Saved data entries:
--------------------------------------------------

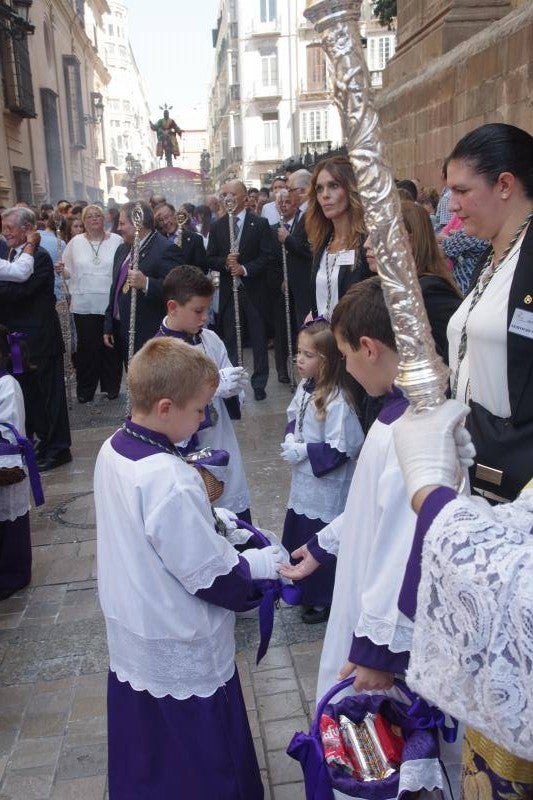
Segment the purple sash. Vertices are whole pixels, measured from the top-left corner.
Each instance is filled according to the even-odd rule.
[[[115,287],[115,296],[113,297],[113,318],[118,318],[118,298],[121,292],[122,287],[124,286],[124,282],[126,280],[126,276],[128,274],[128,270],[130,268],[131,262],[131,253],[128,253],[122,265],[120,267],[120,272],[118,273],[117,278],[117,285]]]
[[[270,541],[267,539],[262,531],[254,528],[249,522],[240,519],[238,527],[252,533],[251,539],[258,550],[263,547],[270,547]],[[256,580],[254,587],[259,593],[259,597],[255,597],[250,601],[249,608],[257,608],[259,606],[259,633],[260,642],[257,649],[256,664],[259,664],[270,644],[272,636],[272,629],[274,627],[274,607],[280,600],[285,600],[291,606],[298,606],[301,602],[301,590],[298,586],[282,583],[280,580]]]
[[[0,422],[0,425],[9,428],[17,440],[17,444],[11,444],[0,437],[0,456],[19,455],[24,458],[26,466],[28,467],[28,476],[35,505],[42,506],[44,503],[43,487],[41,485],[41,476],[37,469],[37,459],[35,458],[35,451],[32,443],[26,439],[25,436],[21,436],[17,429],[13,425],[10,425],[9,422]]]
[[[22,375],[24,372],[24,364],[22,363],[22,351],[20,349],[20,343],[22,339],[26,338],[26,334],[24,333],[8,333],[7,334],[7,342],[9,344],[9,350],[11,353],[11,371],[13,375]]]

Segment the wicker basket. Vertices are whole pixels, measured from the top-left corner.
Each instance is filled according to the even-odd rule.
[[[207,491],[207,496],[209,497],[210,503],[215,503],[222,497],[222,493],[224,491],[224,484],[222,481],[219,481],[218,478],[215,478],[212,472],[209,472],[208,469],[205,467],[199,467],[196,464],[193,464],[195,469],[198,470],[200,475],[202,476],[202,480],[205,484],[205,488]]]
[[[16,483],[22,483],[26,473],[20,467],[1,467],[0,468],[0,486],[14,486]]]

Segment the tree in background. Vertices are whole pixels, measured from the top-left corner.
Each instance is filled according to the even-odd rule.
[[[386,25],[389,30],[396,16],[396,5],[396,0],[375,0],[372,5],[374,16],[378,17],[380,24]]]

--------------------------------------------------

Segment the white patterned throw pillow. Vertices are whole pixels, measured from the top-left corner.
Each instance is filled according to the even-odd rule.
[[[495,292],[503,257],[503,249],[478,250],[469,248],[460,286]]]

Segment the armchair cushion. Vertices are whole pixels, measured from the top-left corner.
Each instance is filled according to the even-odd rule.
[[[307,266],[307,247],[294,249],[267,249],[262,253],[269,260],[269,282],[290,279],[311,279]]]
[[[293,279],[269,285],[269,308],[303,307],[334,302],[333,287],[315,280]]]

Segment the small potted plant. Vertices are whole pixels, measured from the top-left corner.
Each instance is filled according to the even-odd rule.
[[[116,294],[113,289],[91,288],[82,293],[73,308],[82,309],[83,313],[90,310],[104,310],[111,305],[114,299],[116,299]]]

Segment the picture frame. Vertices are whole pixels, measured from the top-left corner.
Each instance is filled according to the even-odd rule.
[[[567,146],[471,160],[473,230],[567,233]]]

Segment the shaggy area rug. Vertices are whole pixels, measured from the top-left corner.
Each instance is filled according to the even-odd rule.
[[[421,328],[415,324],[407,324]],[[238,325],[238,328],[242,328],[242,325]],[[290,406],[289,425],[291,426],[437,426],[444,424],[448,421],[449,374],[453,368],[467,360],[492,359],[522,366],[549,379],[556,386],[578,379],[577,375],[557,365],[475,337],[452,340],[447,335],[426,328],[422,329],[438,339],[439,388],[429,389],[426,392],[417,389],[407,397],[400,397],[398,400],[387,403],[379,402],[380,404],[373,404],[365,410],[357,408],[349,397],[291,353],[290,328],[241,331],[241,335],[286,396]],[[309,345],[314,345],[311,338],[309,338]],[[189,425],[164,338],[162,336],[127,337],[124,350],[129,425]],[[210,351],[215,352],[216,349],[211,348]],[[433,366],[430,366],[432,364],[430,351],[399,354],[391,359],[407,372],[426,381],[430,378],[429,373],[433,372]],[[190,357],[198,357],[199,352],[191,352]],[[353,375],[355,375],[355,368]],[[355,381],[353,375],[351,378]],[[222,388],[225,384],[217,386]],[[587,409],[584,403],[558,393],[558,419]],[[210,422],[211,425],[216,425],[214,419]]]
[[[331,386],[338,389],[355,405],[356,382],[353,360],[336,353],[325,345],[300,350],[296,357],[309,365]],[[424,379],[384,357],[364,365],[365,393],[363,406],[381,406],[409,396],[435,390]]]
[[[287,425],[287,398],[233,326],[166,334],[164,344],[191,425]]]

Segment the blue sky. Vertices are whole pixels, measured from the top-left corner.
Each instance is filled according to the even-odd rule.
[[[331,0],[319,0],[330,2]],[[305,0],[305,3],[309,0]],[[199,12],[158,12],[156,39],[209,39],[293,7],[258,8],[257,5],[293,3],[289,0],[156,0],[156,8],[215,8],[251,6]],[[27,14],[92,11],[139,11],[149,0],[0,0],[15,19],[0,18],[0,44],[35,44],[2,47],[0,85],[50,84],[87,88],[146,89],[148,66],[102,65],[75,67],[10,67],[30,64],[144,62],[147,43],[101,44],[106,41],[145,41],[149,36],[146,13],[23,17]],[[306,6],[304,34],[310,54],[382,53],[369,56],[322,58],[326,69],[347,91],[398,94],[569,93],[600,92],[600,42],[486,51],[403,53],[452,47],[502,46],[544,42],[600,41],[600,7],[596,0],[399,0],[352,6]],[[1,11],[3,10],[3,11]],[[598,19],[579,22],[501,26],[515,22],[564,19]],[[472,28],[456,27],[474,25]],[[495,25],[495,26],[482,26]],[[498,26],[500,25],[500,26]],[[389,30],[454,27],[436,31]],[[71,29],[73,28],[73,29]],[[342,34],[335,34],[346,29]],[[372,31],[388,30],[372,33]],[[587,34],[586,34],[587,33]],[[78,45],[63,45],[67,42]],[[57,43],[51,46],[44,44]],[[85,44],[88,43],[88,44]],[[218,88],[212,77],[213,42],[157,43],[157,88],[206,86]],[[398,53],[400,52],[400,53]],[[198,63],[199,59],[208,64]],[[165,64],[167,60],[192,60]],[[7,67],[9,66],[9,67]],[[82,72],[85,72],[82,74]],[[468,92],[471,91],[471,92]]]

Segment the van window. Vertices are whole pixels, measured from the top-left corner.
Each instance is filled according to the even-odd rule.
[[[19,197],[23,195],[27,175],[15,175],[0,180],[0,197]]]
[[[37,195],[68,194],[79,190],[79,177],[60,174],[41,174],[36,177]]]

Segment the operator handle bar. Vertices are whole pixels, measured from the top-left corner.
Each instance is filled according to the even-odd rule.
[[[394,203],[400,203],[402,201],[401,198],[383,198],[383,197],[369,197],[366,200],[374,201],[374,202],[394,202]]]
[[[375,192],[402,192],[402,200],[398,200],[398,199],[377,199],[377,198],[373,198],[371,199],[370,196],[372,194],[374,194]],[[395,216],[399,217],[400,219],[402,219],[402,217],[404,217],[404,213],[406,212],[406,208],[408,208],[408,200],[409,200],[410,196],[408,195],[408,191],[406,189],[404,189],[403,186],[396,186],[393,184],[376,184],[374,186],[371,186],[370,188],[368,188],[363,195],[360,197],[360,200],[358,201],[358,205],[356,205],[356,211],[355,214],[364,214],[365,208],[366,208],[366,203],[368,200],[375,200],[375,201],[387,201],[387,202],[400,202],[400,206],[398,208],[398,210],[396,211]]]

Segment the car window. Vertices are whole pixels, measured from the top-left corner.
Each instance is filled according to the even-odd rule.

--------------------------------------------------

— YOUR OBJECTIVE —
Could you find every line in the records above that contains the word "window" and copy it?

— RESULT BELOW —
Segment the van window. Vertices are whole pixels, measured from the top-left corner.
Segment the car window. Vertices are whole pixels, measured from the top-left corner.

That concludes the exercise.